--- AVAILABLE DATA ---

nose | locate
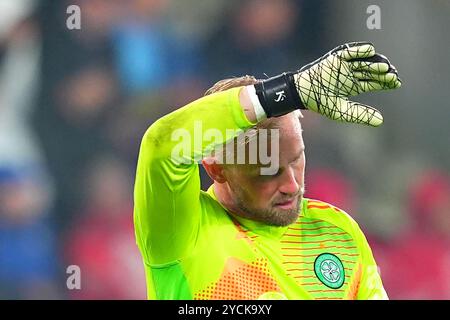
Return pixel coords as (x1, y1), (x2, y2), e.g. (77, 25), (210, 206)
(278, 168), (300, 195)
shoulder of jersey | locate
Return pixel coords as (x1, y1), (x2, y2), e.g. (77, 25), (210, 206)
(303, 198), (359, 233)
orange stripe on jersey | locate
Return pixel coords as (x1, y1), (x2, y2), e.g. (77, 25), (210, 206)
(281, 246), (357, 250)
(285, 232), (347, 238)
(288, 226), (339, 231)
(280, 239), (353, 243)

---

SHORT EXERCISE: Rewrite the lines above with every "jersey" changed to "shirt" and everything else left as it is. Leave the picture out.

TASK RESULT:
nose | locate
Return pixel coords as (x1, y1), (x2, y2), e.g. (77, 25), (210, 206)
(278, 168), (300, 195)
shoulder of shirt | locate
Return pixel coords as (x1, y1), (x2, y2), e.g. (77, 25), (210, 206)
(303, 198), (359, 233)
orange stripe on shirt | locate
Return pixel coords as (x1, y1), (x2, y2), e.g. (77, 25), (210, 206)
(281, 246), (357, 250)
(285, 232), (347, 238)
(288, 226), (339, 231)
(280, 239), (353, 243)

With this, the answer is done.